My favorite Western movie is Marlon Brando’s One-Eyed Jacks. The title refers to people who have a hidden side, like two of the jacks in a deck of cards who are seen in profile. Late in the story the hero, “Rio” (Brando), tells his former partner in crime, the apparently respectable but treacherous “Dad” (Karl Malden), “You’re a one-eyed jack, Dad. I seen your other side.”

Lately some one-eyed jacks have been in the news. One is Robert Hanssen, the seemingly religious and patriotic family man who worked for the FBI while selling secrets to the Russians for many years. His friends, one of whom I know personally, were astounded. They had never imagined that he, of all people, could betray his country.

Then there is the case of a former president who, in his final hours in office, bestowed pardons in return for what appears to have been cash. His fellow Democrats were amazed. They had never suspected that he, of all people, was capable of corruption.

How did Bill Clinton manage to hide his dark side from so many liberals and Democrats for so many years? The mystery deepens when you consider that conservatives and Republicans were well aware of it all along. They were tipped off by little things like perjury, subornation, obstruction of justice, illegal campaign fundraising, the selling of sensitive military data to potentially hostile foreign powers, and an occasional rape. Their opponents, meanwhile, failed to pick up these subtle clues until January 20 of this year. When the truth finally dawned on them, their shock was indescribable.

Corruption is not only a perennial problem in government; it may be intrinsic to government. We have never found effective methods of uprooting it. In fact, some of our methods backfire: the FBI does rigorous background checks on prospective government employees, only to have its files used as a blackmail data bank by a president and his staff (another of those telltale signs Clinton’s supporters overlooked).

[Breaker quote: Corrupt 
pols and corrupt voters]Clinton himself had to be elected to high office, because if he had been nominated to, say, a cabinet position he could never have been confirmed. His ill-concealed shady personal history would have forced the withdrawal of his nomination. After a few days of lurid headlines, he would have been forgotten. But having achieved the presidency, he was able to surround himself with layers of people, in the executive branch and in the news media, who were willing to overlook, or help conceal, everything. His final mistake was to embarrass them when they no longer needed him.

Corruption takes countless forms. By its very nature its extent is impossible to calculate. Every man who has something to hide may be susceptible to blackmail (hence those FBI background checks), and blackmail, being secret, is a constant hidden factor. We can never know who really rules those who rule us. The vulnerability of the individual is another reason for not investing too much power in any single government official.

The same is true of bribery. It creates a secret relation between a government official and a private interest. The bribed official no longer works for the public, but the public never knows it. In truth we have no way of knowing how much bribery, blackmail, and espionage are occurring right now. But it would be unwise to forget that these clandestine practices have always gone on under the public’s nose, no matter how many laws are passed and penalties brandished against them. We are fated to be governed by one-eyed jacks.

Sometimes corruption thrives openly, because it isn’t widely recognized as corruption. Buying votes with government money is now accepted practice in democracies, though it is merely a generalized form of bribery in which politicians bribe voters. If money really has the power to corrupt — and it certainly does — the best remedy would not be the narrow “campaign finance reform” now being touted, but the disfranchisement of anyone who receives government funds. Voters can have conflicts of interest as surely as candidates can.

The inevitability of corruption is one of the strongest arguments for limited government. A dishonest private merchant hurts only those who do business with him. A corrupt government official hurts everyone, because everyone is forced to do business with the government.

Image box annotation records
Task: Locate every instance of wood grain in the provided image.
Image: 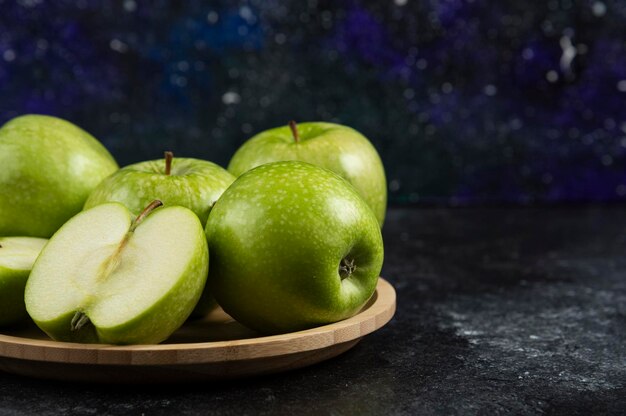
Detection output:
[0,279,396,383]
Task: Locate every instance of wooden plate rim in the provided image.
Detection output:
[0,278,396,365]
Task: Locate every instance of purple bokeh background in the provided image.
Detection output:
[0,0,626,204]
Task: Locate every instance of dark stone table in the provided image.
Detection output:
[0,207,626,415]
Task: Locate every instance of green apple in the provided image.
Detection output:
[85,152,235,225]
[206,161,383,333]
[228,121,387,226]
[25,201,209,344]
[0,237,48,326]
[0,115,118,237]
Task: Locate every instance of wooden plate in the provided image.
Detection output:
[0,279,396,383]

• _What is asked_
Can you reproduce the passage from the essay on corruption word for word, starting at the words "Sometimes corruption thrives" and ending after "as candidates can."?

• _Problem solution_
Sometimes corruption thrives openly, because it isn’t widely recognized as corruption. Buying votes with government money is now accepted practice in democracies, though it is merely a generalized form of bribery in which politicians bribe voters. If money really has the power to corrupt — and it certainly does — the best remedy would not be the narrow “campaign finance reform” now being touted, but the disfranchisement of anyone who receives government funds. Voters can have conflicts of interest as surely as candidates can.